When you reach the line in the data below that contains "the red advertising", please start repeating lines exactly, and stop after the line that contains "the black sock", repeating nothing else.

Natural-language object grounding data
+ + + + + + +

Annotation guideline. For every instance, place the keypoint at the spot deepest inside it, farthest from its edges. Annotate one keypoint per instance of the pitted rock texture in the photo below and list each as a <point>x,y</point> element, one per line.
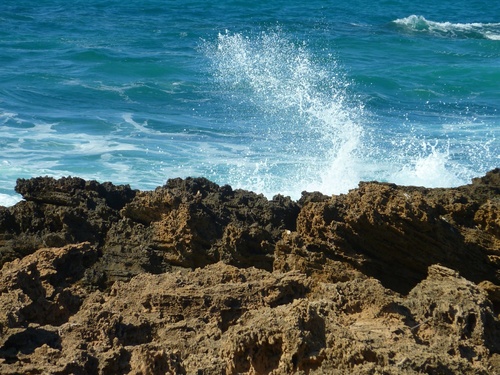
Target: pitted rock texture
<point>196,278</point>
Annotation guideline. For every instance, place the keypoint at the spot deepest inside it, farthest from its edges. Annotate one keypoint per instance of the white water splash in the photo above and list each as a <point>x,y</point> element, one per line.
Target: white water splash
<point>301,108</point>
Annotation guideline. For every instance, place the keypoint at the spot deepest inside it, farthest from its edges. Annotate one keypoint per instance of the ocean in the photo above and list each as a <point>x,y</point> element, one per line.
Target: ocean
<point>275,97</point>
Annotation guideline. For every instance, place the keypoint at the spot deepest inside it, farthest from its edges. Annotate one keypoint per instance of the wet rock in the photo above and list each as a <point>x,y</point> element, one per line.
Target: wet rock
<point>194,277</point>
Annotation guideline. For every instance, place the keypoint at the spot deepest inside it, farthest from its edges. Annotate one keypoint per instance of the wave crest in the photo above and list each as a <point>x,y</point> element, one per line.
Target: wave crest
<point>475,30</point>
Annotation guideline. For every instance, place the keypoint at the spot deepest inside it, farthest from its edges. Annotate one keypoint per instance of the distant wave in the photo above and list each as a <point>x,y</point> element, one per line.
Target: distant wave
<point>473,30</point>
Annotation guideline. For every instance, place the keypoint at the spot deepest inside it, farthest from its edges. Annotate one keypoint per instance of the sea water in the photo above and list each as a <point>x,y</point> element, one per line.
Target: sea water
<point>275,97</point>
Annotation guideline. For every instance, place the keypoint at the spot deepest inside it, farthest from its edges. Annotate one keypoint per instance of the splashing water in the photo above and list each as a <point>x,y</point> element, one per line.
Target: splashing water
<point>313,132</point>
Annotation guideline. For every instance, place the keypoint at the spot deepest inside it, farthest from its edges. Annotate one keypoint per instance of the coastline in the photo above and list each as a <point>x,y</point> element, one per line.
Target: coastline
<point>193,276</point>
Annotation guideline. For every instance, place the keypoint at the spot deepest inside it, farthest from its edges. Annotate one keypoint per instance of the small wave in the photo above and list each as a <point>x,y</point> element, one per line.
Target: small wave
<point>473,30</point>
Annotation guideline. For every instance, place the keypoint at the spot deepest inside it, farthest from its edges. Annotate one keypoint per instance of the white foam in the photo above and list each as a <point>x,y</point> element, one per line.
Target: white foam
<point>421,24</point>
<point>312,133</point>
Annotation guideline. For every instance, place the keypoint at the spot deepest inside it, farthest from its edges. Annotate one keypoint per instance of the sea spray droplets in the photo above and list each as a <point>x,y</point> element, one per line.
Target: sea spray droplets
<point>301,108</point>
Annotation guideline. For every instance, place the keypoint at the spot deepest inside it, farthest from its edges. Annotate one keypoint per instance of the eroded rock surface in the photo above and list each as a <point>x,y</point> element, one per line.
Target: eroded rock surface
<point>197,278</point>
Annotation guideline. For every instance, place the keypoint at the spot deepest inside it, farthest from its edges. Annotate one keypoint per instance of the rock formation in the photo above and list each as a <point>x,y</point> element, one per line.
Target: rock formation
<point>196,278</point>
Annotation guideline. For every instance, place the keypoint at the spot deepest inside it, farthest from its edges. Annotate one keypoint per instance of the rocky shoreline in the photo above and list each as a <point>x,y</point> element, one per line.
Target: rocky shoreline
<point>196,278</point>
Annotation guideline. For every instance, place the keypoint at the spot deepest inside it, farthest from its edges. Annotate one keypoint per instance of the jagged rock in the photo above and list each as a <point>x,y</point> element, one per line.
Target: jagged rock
<point>199,278</point>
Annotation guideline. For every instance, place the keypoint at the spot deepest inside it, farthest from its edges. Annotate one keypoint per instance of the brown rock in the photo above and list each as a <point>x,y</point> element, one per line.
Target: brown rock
<point>198,278</point>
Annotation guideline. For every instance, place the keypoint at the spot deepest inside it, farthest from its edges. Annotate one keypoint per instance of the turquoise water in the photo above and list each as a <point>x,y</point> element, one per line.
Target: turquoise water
<point>276,97</point>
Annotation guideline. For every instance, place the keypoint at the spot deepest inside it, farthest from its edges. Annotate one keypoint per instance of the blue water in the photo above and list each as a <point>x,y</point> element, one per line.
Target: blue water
<point>276,97</point>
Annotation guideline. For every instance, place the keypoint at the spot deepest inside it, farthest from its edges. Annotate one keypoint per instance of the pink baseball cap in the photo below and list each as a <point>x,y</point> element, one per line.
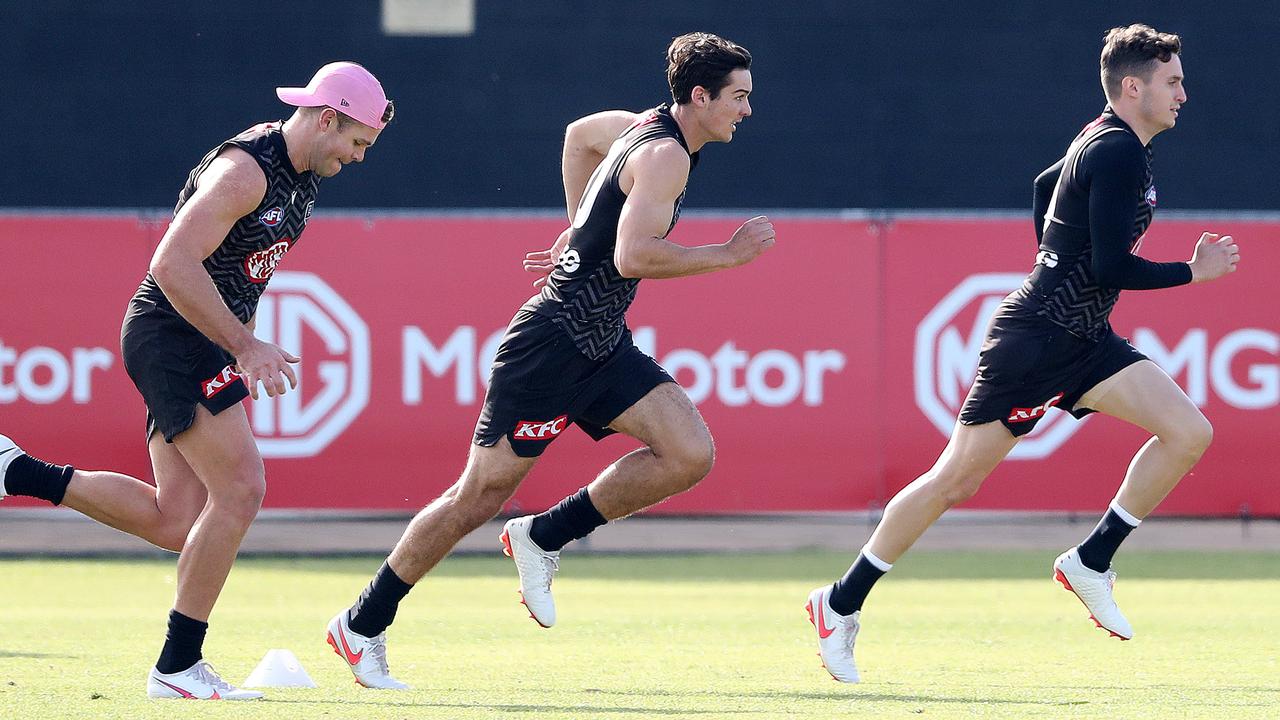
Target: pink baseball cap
<point>346,87</point>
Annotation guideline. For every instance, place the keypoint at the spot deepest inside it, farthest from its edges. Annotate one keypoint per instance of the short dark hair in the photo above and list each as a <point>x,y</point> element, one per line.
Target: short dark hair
<point>1134,51</point>
<point>703,59</point>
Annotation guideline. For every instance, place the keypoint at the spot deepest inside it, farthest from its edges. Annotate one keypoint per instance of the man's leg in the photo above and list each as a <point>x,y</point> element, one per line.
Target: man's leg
<point>220,452</point>
<point>677,454</point>
<point>1143,395</point>
<point>489,479</point>
<point>160,515</point>
<point>969,456</point>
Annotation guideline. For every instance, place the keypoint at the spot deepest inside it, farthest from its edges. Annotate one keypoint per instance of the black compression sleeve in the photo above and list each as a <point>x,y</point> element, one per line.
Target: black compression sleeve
<point>1115,165</point>
<point>1045,185</point>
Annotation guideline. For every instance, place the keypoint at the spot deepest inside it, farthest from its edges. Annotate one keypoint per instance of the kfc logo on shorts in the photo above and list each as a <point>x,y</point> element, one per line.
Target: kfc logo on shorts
<point>272,217</point>
<point>1024,414</point>
<point>304,315</point>
<point>219,382</point>
<point>570,260</point>
<point>538,429</point>
<point>947,342</point>
<point>260,265</point>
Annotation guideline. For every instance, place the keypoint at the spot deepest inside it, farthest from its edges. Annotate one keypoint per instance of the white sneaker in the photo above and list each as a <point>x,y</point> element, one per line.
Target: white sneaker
<point>8,451</point>
<point>535,566</point>
<point>836,636</point>
<point>366,657</point>
<point>1093,588</point>
<point>199,682</point>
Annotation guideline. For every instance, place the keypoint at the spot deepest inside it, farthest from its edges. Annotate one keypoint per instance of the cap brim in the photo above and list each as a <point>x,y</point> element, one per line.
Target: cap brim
<point>297,96</point>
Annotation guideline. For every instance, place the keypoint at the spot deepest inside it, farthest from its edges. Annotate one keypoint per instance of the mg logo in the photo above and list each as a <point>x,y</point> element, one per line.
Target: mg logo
<point>304,315</point>
<point>946,360</point>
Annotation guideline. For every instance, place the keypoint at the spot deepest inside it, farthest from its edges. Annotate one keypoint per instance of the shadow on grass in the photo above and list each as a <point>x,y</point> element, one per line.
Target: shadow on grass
<point>516,707</point>
<point>35,655</point>
<point>800,566</point>
<point>850,695</point>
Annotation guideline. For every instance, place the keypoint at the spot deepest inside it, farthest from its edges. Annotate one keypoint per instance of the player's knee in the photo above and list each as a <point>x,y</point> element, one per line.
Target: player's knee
<point>956,488</point>
<point>1192,436</point>
<point>478,499</point>
<point>693,458</point>
<point>242,499</point>
<point>170,537</point>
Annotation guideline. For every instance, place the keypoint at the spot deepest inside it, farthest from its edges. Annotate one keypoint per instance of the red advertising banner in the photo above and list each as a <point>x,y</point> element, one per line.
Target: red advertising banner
<point>830,370</point>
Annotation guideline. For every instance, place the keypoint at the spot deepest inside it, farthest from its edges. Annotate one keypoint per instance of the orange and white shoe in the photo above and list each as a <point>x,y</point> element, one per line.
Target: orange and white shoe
<point>1095,591</point>
<point>536,569</point>
<point>836,636</point>
<point>8,451</point>
<point>199,682</point>
<point>365,657</point>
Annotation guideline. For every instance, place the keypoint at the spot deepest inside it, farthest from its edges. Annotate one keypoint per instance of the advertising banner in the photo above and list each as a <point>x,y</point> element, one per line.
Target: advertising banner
<point>830,370</point>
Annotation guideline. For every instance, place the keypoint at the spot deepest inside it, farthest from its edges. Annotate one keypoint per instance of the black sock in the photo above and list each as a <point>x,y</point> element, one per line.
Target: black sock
<point>36,478</point>
<point>850,591</point>
<point>182,645</point>
<point>376,606</point>
<point>574,518</point>
<point>1100,547</point>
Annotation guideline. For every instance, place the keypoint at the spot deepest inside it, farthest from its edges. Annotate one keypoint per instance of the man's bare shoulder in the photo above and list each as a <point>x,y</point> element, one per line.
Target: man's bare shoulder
<point>233,177</point>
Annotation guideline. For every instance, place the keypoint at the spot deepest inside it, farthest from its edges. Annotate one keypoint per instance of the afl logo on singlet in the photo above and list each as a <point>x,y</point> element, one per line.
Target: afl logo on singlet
<point>570,261</point>
<point>272,217</point>
<point>260,265</point>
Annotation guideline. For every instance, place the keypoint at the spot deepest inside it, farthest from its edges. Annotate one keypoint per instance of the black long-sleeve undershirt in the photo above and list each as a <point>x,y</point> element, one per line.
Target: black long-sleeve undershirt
<point>1114,171</point>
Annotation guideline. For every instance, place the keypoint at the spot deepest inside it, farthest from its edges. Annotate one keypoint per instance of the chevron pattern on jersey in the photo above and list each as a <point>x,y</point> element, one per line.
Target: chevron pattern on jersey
<point>243,263</point>
<point>586,296</point>
<point>1079,305</point>
<point>594,315</point>
<point>1072,296</point>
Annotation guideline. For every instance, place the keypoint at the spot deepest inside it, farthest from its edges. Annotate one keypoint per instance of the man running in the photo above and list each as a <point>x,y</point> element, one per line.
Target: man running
<point>188,345</point>
<point>1051,343</point>
<point>568,358</point>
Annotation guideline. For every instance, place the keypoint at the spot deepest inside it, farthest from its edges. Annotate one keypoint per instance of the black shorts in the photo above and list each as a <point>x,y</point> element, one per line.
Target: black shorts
<point>540,384</point>
<point>1029,364</point>
<point>174,367</point>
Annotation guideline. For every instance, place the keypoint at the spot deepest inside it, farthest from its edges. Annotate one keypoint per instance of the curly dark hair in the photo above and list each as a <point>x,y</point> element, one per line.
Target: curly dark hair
<point>703,59</point>
<point>1133,51</point>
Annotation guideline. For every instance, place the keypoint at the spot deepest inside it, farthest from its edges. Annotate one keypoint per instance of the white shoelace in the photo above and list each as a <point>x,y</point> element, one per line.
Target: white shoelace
<point>551,564</point>
<point>206,673</point>
<point>378,651</point>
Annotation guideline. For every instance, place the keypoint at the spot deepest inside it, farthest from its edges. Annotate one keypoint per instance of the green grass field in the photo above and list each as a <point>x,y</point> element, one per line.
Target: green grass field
<point>716,636</point>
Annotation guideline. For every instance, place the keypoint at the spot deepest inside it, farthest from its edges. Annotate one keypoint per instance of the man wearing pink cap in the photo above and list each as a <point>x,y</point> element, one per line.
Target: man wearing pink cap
<point>188,345</point>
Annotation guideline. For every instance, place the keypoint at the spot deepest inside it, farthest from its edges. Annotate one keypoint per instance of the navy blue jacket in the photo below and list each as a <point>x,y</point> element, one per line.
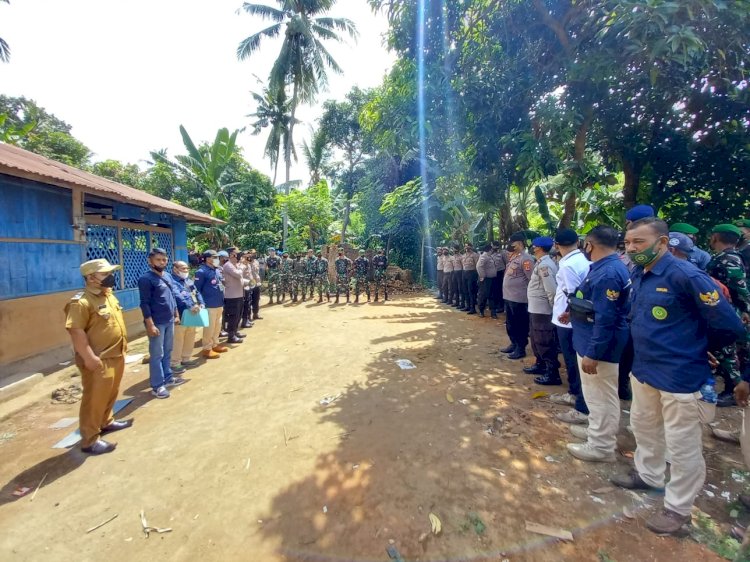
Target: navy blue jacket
<point>210,285</point>
<point>183,293</point>
<point>675,309</point>
<point>157,298</point>
<point>607,286</point>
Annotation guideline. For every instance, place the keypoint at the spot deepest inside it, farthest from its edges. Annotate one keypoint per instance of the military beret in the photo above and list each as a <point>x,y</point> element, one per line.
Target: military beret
<point>566,237</point>
<point>684,228</point>
<point>729,228</point>
<point>543,242</point>
<point>681,241</point>
<point>640,212</point>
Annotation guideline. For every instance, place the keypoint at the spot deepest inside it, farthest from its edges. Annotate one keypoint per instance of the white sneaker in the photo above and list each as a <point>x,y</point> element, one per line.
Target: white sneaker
<point>725,435</point>
<point>566,399</point>
<point>580,431</point>
<point>586,452</point>
<point>573,416</point>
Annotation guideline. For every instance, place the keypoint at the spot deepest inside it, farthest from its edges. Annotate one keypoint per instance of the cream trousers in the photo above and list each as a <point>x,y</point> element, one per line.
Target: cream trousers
<point>669,421</point>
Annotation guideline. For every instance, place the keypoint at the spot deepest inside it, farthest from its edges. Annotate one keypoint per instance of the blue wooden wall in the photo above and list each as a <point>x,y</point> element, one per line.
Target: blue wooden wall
<point>32,210</point>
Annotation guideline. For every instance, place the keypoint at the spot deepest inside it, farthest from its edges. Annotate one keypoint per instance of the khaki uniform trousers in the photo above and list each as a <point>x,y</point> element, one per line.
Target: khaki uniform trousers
<point>600,394</point>
<point>184,341</point>
<point>666,421</point>
<point>211,333</point>
<point>99,394</point>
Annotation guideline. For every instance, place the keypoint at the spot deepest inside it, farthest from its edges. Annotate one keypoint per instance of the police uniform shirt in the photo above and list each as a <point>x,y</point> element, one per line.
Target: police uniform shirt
<point>607,286</point>
<point>674,309</point>
<point>469,261</point>
<point>99,314</point>
<point>517,276</point>
<point>542,286</point>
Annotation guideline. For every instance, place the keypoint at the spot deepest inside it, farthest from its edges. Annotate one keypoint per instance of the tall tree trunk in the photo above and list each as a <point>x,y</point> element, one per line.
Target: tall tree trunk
<point>345,221</point>
<point>632,171</point>
<point>579,155</point>
<point>288,159</point>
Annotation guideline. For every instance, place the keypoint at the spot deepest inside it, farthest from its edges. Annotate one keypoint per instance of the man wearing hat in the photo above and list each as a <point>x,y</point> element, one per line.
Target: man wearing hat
<point>697,257</point>
<point>361,271</point>
<point>744,246</point>
<point>515,292</point>
<point>343,271</point>
<point>210,284</point>
<point>541,296</point>
<point>96,326</point>
<point>727,267</point>
<point>675,310</point>
<point>573,268</point>
<point>272,275</point>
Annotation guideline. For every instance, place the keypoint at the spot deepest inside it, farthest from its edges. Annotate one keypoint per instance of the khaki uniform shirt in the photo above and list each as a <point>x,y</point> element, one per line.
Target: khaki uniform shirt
<point>99,314</point>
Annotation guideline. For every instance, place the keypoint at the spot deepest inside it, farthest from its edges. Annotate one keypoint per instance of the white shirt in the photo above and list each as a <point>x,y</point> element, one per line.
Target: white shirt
<point>572,271</point>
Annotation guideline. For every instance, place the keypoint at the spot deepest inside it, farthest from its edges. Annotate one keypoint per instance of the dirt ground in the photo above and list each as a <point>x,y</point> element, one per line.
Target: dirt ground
<point>244,463</point>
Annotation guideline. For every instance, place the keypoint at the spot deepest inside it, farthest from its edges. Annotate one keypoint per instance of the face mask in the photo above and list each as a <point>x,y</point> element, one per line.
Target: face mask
<point>586,253</point>
<point>108,282</point>
<point>645,257</point>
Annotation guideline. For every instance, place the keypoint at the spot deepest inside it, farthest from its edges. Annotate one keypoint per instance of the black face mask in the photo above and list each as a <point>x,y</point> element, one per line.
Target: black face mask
<point>108,282</point>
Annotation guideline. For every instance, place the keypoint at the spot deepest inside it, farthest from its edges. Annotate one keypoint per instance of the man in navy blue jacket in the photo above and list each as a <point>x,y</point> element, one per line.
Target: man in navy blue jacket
<point>210,284</point>
<point>676,313</point>
<point>598,312</point>
<point>160,315</point>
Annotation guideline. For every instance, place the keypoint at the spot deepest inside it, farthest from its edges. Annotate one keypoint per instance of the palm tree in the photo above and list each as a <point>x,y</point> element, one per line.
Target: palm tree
<point>272,110</point>
<point>303,59</point>
<point>316,155</point>
<point>4,48</point>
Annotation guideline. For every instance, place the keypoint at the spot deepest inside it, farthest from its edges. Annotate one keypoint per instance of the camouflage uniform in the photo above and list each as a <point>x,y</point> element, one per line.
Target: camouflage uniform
<point>361,270</point>
<point>379,266</point>
<point>285,277</point>
<point>728,268</point>
<point>343,267</point>
<point>310,268</point>
<point>272,278</point>
<point>321,278</point>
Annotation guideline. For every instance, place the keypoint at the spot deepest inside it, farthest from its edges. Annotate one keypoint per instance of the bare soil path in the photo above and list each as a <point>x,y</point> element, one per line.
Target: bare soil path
<point>244,463</point>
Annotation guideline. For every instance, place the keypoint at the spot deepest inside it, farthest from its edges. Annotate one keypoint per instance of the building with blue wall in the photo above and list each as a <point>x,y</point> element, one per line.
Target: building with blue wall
<point>53,217</point>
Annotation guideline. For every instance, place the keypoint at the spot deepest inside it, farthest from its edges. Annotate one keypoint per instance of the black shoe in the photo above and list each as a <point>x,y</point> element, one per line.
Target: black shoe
<point>547,380</point>
<point>100,447</point>
<point>117,426</point>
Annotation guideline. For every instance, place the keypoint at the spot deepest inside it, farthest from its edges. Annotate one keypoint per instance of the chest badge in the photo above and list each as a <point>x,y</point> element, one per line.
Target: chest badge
<point>659,312</point>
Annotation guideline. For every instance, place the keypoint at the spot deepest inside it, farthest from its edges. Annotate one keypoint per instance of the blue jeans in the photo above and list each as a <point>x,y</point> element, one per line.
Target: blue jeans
<point>565,337</point>
<point>160,350</point>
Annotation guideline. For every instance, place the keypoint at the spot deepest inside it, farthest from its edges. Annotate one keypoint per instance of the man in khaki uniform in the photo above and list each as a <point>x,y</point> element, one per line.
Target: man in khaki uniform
<point>97,329</point>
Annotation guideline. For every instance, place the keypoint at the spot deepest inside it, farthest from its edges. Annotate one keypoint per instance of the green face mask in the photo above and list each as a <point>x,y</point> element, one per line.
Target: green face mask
<point>645,257</point>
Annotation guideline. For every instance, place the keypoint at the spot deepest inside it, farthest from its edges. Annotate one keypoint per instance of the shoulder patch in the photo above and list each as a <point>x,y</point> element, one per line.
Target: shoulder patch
<point>710,298</point>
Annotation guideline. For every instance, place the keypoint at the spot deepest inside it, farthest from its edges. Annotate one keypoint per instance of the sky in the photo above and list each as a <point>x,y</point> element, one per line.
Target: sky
<point>125,74</point>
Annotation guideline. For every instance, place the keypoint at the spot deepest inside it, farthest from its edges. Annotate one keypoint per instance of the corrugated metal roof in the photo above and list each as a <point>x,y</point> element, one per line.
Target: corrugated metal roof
<point>21,163</point>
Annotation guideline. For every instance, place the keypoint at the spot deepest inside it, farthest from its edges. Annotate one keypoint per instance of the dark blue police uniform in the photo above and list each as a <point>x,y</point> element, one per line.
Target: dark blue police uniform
<point>675,310</point>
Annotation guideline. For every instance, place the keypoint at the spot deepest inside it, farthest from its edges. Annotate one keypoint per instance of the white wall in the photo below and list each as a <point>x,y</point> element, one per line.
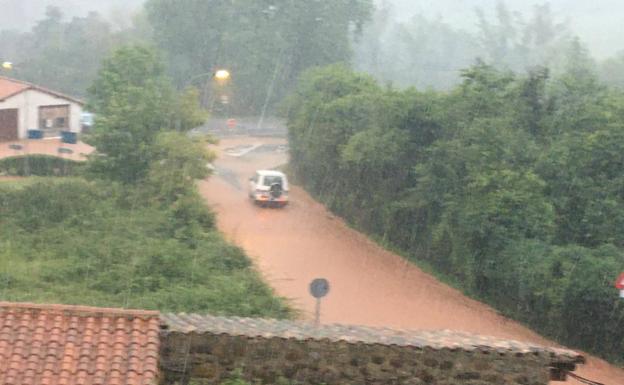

+ + + + + + +

[ANSWER AREA]
Annotation guideline. For every instance, place the keypoint at the spot deepest inside it, farthest from its edges. Annotate one keypoint per instance of the red advertising banner in the photo above and list each as a <point>x,y</point> element, one per line.
Target: red advertising banner
<point>830,370</point>
Annotation guideline. For every instance, place the keypoint at the spot deepest inside it, farthest from its edges. Annotate one keypoint per instance of the orange and white shoe in the photo above and list each as a <point>x,y</point> element, one per line.
Target: orange and white shoe
<point>1095,591</point>
<point>536,569</point>
<point>836,636</point>
<point>8,451</point>
<point>199,682</point>
<point>365,657</point>
Annotation guideline. For every instance, place the keypoint at the spot deepest inside it, farthest from its edges. Annotate one keypoint per instance of the advertising banner in the photo above and list each as a <point>x,y</point> element, one per line.
Target: advertising banner
<point>830,370</point>
Annotation guideline. For every instance, place the keypoint at the spot deepest inside it, farthest from its edges. Annotate one keypoint per instance of the black sock in the photo above and list each as a <point>x,y</point> element, one per line.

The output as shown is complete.